*** Opening Dataset extract ***

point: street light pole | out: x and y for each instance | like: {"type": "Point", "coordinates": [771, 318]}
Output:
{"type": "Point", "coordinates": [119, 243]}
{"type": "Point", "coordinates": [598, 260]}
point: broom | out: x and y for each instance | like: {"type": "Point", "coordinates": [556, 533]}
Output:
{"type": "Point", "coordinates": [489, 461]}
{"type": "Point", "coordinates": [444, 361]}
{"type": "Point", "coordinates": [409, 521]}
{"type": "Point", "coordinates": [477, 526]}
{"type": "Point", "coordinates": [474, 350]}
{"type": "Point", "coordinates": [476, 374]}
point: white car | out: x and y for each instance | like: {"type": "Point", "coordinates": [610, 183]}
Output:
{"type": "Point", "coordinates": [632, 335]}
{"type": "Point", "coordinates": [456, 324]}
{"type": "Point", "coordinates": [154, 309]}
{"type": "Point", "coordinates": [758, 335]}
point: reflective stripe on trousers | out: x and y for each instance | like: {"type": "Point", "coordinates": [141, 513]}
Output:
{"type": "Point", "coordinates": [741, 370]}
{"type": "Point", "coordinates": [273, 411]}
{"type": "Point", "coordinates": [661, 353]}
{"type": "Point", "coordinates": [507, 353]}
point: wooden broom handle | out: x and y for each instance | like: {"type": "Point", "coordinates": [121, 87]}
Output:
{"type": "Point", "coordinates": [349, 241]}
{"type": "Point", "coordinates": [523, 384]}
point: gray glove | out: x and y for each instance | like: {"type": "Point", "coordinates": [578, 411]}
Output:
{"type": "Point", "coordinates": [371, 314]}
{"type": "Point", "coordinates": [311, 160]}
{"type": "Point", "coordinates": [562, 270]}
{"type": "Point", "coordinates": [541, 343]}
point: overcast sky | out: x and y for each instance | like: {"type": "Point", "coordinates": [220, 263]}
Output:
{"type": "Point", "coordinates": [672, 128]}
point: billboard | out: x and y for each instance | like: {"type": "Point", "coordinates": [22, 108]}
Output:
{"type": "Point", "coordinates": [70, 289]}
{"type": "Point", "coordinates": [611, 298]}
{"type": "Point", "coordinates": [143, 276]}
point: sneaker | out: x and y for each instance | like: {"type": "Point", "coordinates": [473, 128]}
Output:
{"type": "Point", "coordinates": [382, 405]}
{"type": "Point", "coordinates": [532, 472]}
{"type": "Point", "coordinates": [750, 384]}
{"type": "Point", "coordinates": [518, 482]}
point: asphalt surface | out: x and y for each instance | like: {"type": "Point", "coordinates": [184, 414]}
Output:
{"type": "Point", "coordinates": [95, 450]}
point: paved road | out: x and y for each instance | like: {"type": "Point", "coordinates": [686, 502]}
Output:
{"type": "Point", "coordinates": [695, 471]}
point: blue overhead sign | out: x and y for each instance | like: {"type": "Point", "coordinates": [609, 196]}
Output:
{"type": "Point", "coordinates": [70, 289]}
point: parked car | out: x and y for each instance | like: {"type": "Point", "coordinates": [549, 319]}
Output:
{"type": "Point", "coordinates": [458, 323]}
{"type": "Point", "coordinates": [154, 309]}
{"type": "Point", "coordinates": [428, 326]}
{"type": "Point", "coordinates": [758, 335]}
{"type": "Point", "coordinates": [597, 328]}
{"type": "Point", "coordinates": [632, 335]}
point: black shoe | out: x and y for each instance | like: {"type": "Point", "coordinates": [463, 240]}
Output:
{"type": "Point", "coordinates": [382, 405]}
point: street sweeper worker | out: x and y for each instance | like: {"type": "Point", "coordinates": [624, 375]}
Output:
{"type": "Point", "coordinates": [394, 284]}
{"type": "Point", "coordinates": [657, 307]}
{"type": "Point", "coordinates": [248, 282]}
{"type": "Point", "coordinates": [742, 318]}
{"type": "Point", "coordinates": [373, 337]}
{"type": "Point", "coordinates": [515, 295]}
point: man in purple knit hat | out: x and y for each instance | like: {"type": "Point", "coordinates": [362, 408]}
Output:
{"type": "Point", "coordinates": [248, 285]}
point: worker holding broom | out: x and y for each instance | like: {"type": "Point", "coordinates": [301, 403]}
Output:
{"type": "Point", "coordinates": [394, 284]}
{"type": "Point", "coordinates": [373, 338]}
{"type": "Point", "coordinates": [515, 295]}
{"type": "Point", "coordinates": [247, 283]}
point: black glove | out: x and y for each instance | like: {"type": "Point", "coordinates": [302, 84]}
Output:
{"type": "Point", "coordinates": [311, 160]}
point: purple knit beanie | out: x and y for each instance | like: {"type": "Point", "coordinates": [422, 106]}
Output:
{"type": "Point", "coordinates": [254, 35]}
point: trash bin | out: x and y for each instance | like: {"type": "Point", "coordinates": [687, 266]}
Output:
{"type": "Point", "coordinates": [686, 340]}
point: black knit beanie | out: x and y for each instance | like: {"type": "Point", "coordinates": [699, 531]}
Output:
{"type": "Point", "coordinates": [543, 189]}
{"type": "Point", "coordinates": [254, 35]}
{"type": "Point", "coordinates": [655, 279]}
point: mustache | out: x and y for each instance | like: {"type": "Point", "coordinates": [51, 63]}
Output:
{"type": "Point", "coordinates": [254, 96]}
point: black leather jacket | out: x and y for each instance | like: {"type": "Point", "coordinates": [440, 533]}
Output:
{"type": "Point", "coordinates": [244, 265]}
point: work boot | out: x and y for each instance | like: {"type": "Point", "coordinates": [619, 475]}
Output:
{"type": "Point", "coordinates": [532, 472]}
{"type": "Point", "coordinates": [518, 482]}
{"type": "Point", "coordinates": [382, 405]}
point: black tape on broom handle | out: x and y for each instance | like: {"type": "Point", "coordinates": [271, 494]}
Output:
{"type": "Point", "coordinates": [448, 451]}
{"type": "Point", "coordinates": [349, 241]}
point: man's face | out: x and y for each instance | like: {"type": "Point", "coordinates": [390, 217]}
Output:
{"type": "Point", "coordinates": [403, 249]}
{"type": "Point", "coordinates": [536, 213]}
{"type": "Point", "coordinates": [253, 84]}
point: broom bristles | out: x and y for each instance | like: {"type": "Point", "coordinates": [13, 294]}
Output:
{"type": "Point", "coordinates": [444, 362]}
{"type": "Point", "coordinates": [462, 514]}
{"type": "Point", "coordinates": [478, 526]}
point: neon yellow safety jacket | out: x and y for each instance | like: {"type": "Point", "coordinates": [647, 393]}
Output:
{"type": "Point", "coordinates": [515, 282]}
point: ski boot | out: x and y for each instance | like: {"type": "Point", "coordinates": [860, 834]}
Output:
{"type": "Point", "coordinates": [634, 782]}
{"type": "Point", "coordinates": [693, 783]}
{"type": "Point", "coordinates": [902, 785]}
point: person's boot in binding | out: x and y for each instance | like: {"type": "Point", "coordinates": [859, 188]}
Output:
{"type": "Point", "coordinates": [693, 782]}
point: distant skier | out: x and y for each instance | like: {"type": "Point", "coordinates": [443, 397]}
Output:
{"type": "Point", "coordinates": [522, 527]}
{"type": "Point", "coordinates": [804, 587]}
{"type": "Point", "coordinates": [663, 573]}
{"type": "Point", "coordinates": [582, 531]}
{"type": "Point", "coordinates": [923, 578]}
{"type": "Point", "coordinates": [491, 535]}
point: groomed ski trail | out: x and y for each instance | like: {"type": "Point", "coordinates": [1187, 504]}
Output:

*** Closing Dataset extract ***

Problem to work on
Wherever the string "glove" occurs in the listing, return the line it sits on.

Response to this exercise
point: gray glove | out: x and y for each instance | like: {"type": "Point", "coordinates": [578, 411]}
point: black glove | out: x and y for each instance | like: {"type": "Point", "coordinates": [302, 84]}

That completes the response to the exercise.